Could you print exactly the lines of the listing below, starting at the line that has "point: the white" and ending at the line that has "point: the parked", and only those lines?

· · · · · · ·

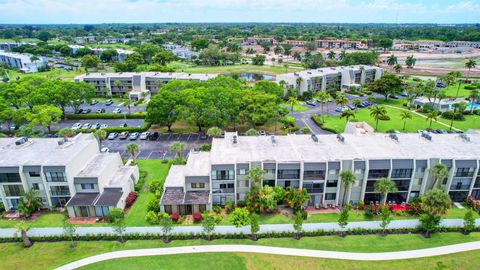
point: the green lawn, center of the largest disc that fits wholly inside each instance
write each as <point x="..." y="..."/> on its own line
<point x="155" y="170"/>
<point x="50" y="255"/>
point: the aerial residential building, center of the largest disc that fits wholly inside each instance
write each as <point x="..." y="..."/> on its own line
<point x="136" y="83"/>
<point x="70" y="173"/>
<point x="325" y="78"/>
<point x="22" y="61"/>
<point x="315" y="162"/>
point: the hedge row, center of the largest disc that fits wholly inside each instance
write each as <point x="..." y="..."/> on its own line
<point x="87" y="116"/>
<point x="191" y="236"/>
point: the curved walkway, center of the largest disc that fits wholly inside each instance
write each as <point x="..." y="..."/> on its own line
<point x="380" y="256"/>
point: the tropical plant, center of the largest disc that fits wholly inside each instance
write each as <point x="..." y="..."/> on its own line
<point x="405" y="115"/>
<point x="385" y="186"/>
<point x="347" y="178"/>
<point x="377" y="112"/>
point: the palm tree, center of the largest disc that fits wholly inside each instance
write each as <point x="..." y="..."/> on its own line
<point x="324" y="97"/>
<point x="385" y="186"/>
<point x="292" y="101"/>
<point x="331" y="55"/>
<point x="132" y="150"/>
<point x="470" y="64"/>
<point x="431" y="116"/>
<point x="405" y="116"/>
<point x="397" y="68"/>
<point x="347" y="114"/>
<point x="377" y="112"/>
<point x="347" y="178"/>
<point x="177" y="148"/>
<point x="100" y="135"/>
<point x="439" y="173"/>
<point x="392" y="60"/>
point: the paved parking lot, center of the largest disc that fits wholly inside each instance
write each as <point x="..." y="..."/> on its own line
<point x="159" y="149"/>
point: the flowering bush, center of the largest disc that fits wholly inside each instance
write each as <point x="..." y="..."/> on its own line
<point x="132" y="196"/>
<point x="197" y="217"/>
<point x="175" y="217"/>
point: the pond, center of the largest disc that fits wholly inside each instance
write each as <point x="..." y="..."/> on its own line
<point x="251" y="77"/>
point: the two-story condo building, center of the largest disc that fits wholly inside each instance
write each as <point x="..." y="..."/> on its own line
<point x="70" y="173"/>
<point x="325" y="78"/>
<point x="314" y="162"/>
<point x="136" y="83"/>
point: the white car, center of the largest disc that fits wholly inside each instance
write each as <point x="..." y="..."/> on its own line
<point x="77" y="126"/>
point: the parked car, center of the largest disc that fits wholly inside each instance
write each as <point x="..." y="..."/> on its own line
<point x="77" y="126"/>
<point x="86" y="126"/>
<point x="144" y="135"/>
<point x="124" y="135"/>
<point x="153" y="136"/>
<point x="134" y="136"/>
<point x="112" y="136"/>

· · · · · · ·

ANSWER SPACE -
point: the white car, center of the largest disc that fits wholly inside each instance
write each as <point x="..." y="..."/> on its own line
<point x="77" y="126"/>
point: the parked car, center of the largest disc that fits wholly inside each instance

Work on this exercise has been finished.